Rewrite the material below as a two-column CSV with the columns text and answer. Each row should hold one text and its answer, each in its own double-quoted field with line breaks replaced by spaces, and the pictures omitted.

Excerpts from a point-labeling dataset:
◆ ◆ ◆ ◆ ◆ ◆ ◆

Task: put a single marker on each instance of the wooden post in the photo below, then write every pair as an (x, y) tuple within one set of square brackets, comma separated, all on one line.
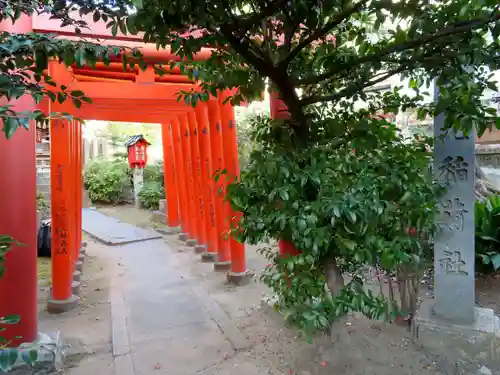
[(188, 172), (170, 180), (182, 179), (79, 185), (19, 285), (207, 183), (199, 203), (61, 196), (238, 274), (219, 187)]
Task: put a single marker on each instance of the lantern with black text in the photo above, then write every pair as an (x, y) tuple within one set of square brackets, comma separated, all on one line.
[(137, 151)]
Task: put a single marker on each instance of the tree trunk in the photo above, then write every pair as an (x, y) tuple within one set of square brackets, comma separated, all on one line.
[(334, 277)]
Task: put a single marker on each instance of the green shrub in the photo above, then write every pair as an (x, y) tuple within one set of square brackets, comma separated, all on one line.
[(150, 195), (41, 203), (154, 173), (106, 182), (487, 217)]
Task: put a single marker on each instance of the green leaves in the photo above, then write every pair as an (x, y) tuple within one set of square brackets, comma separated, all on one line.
[(8, 358)]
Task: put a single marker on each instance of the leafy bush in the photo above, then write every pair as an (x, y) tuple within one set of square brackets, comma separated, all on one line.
[(106, 181), (41, 203), (487, 217), (9, 356), (154, 173), (344, 206), (150, 195)]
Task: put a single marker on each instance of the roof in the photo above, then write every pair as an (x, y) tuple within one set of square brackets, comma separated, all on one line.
[(134, 139)]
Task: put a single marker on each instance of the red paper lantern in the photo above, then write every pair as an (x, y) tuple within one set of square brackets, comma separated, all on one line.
[(137, 147)]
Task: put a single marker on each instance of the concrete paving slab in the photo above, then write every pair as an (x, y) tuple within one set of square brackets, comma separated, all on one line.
[(187, 357), (111, 231), (164, 323)]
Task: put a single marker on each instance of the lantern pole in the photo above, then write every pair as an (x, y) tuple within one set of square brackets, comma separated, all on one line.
[(137, 159), (207, 183), (138, 178)]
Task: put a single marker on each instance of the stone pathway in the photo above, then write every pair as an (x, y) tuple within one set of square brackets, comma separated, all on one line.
[(164, 322), (111, 231)]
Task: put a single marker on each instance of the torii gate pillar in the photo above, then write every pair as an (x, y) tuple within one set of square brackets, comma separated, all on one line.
[(19, 285)]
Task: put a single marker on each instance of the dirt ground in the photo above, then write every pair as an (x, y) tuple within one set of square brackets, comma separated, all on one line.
[(86, 330), (357, 346)]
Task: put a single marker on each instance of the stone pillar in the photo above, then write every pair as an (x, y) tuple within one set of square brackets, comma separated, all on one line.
[(138, 174), (206, 186), (454, 244), (224, 254)]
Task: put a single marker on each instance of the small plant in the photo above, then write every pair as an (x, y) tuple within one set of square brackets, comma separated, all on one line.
[(41, 203), (487, 217), (150, 195), (344, 207), (154, 173), (106, 181), (10, 356)]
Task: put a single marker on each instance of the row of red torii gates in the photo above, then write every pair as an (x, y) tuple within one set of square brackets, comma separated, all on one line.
[(196, 143)]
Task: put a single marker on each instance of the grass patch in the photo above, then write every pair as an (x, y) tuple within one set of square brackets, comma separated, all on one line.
[(44, 271)]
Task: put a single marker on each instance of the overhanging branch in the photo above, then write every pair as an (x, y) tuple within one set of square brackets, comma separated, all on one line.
[(457, 28), (321, 32)]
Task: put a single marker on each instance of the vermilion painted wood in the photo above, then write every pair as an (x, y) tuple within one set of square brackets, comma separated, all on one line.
[(170, 180), (216, 145), (206, 173), (79, 187), (199, 202), (74, 196), (188, 172), (231, 163), (181, 175)]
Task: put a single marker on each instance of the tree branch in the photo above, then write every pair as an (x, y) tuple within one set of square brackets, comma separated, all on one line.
[(321, 32), (248, 21), (352, 89), (451, 30)]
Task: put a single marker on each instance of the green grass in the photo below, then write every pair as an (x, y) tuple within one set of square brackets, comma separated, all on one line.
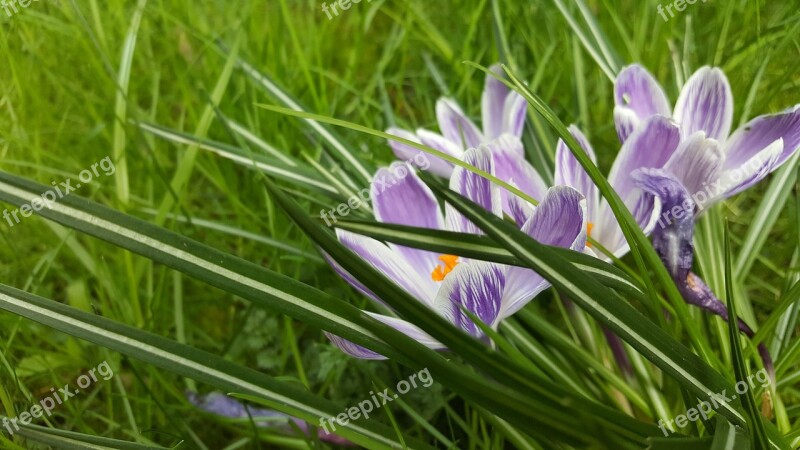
[(378, 64)]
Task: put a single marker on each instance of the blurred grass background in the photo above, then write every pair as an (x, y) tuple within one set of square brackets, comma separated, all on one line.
[(379, 63)]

◆ ◆ ◆ ◆ ◆ ◆ ◆

* [THE OUTPUT]:
text,answer
"Task: put a single marker on each instance of the wooden post in the photo below, then write every pair as an (x, y) tuple within one set of square brackets, comma separated, all on one line.","[(188, 172), (170, 180), (182, 179), (79, 185), (19, 285), (207, 183), (199, 203), (61, 196), (238, 274), (219, 187)]"
"Task: put a single marker on each instance of the lantern with black text in the photo above, then write every pair as an (x, y) tuple within one set of square brackets, comma separated, all on one line.","[(137, 151)]"
"Task: put a single marker on each instance of the tree trunk in the photo above, then write every pair as an (x, y) tuple within one set of square brackets, comma separated, all on one line.","[(334, 277)]"
"Task: put a single marker on each instance of the green shrub in the photo above, then write every pair as an (x, y) tuple within one set of square brackets, comma separated, all on one line.","[(150, 195), (41, 203), (154, 173), (106, 182), (487, 217)]"
"Task: put a single marker on each instance of the green leaves in the photo above, then write every pair as an (x, y) tuple within one set of square brackets, comma separated, all on one line.","[(8, 358)]"
"Task: put a single marker on each instance of the leafy bush in the photo above, then write every pair as an (x, y) tuple within one set of square brackets, comma separated, all on one line.","[(106, 181), (41, 203), (487, 217), (9, 356), (154, 173), (344, 206), (150, 195)]"
"Task: put a single marker on each instance of the roof in the photo above, then write every pair as an (x, y) tuple within one set of square brackets, comma separated, all on one line.","[(134, 139)]"
"Task: put a single marker on each instance of the red paper lantern in the photo above, then write every pair as an (x, y) tuple within one set of square brackets, comma separated, all on one line.","[(137, 147)]"
"Task: put a single marker on each instance of the concrete paving slab in the photo above, then write every pair as an (x, y) tuple within one set of square brackets, comma separated, all on one line.","[(187, 357), (111, 231), (164, 323)]"
"Task: put a single marker on each instance of the lantern pole in the photo above, then write every pair as an (x, y) tuple within one set of square brackets, comma separated, all on one line.","[(137, 159), (207, 183), (138, 178)]"
"Task: put a single marker on each instance of the stone pathway in the photo above, then write every pair as an (x, y) tuple within one set of square brackets, comma separated, all on one line.","[(164, 322), (111, 231)]"
"Task: put a single marker on each instance of the torii gate pillar in the photo above, then write every pair as an (x, y) tuple within one set of square brackets, comma separated, all on one line.","[(19, 285)]"
"Task: put a single marker on each instance of the dirt ground in the photo above, then write every pair as an (x, y) tuple within one set of square brackets, comma separated, all on one line.","[(86, 330), (357, 346)]"
"Task: put a single marker on each instance of the stone pillar in the photo above, then write every pair as an (x, y) tuple within one set of square brackets, comma separated, all on one line.","[(138, 174), (206, 186), (454, 244), (224, 254)]"
"Task: put a single marker on each instance of the small plant in the photo above, then write every pair as an (x, y) tuple within one set of square brackets, comma separated, all on one line.","[(41, 203), (487, 217), (150, 195), (344, 207), (154, 173), (106, 181), (10, 356)]"
"Task: put a single marker on each instance of the row of red torii gates in the photo above, then write every pair as an (x, y) tuple within one set of square brackets, comma separated, all on one line.","[(196, 143)]"
"Task: put a single marker on each instance of the grass patch in the photo above, then write every pair as an (x, y) tuple within one set of square brackets, comma separated, all on one line.","[(44, 271)]"
"Task: put a single marker on each instance of the overhanging branch in the photo above, then write every pair as an (x, y) tuple within one set of square brackets, comma separated, all on one line.","[(457, 28), (321, 32)]"
"Task: put a single marker on each instance of the vermilion painted wood in the photo above, then write every pair as an (x, y) tuple within one set of square brackets, comma separated, all on one line.","[(170, 180), (216, 145), (206, 173), (79, 187), (199, 202), (74, 196), (188, 172), (231, 163), (181, 175)]"
"Task: put a single marker on each instance of the tree branch in the photo above, then write every pair as an (x, y) tuple within one set of square brackets, comma separated, all on one line.","[(321, 32), (248, 21), (352, 89), (451, 30)]"
"Task: put a single marker on each instance of the green grass in the photo below, then write every pair as an (x, y) tuple within one set of square brackets, comma separated, all on one line.","[(378, 64)]"
"Task: put a single marker on each instance of the blurred grass background in the photo above, then write every pair as an (x, y) tuple within one set of square brackets, comma separated, all on one line.","[(379, 63)]"